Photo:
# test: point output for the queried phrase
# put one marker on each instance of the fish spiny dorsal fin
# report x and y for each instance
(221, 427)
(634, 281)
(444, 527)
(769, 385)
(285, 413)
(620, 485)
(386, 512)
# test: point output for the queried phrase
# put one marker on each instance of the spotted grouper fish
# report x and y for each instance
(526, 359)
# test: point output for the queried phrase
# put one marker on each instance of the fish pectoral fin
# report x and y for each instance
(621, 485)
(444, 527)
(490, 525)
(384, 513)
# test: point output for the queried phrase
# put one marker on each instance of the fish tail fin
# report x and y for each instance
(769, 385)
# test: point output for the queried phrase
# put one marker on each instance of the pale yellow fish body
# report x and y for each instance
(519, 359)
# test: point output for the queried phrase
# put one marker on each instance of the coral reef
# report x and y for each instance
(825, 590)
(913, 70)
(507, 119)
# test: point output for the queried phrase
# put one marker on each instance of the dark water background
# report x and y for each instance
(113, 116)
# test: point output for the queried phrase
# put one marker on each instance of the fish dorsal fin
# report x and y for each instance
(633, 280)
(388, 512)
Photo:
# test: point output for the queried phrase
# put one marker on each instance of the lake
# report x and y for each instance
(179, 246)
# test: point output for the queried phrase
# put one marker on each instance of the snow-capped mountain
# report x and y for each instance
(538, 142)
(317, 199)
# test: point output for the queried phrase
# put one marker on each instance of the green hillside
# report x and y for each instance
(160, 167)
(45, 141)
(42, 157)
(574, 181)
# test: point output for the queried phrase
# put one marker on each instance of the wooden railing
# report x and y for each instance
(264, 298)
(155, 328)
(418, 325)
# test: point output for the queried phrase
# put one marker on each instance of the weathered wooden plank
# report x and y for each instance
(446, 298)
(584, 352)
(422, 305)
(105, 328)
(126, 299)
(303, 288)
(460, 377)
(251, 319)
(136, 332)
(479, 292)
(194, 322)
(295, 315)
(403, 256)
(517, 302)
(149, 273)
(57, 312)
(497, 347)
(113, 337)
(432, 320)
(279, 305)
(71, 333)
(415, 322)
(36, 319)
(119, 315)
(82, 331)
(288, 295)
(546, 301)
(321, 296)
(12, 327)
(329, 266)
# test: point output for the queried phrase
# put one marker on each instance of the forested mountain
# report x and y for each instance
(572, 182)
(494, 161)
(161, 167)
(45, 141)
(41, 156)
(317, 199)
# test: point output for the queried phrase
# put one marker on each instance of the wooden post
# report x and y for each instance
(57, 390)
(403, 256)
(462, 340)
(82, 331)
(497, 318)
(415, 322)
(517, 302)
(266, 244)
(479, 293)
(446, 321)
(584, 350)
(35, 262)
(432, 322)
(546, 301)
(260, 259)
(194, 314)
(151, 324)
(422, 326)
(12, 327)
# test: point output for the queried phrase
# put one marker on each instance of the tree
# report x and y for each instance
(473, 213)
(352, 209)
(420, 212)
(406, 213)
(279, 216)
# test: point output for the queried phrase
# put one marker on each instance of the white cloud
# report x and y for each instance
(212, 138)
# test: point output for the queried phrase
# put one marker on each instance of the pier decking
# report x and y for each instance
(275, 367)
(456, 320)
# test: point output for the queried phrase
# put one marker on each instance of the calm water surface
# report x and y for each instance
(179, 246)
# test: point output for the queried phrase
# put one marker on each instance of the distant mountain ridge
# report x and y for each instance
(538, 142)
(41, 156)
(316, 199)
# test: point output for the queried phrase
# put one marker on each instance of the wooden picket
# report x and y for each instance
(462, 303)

§

• _Exercise details_
Each of the lines from the one that contains "# put one marker on each instance of the calm" through the last line of the data needs to be repeated exactly, with no others.

• _Task answer_
# put one marker on each instance of the calm water surface
# report x and y for each instance
(179, 246)
# test: point output for the queried phrase
# put one marker on each instance of the distant mountain ridge
# report x and y for each instance
(538, 142)
(41, 156)
(316, 199)
# test: point output for the queried phrase
# put one marker on each instance of the wooden picket
# report x and y for each instance
(462, 303)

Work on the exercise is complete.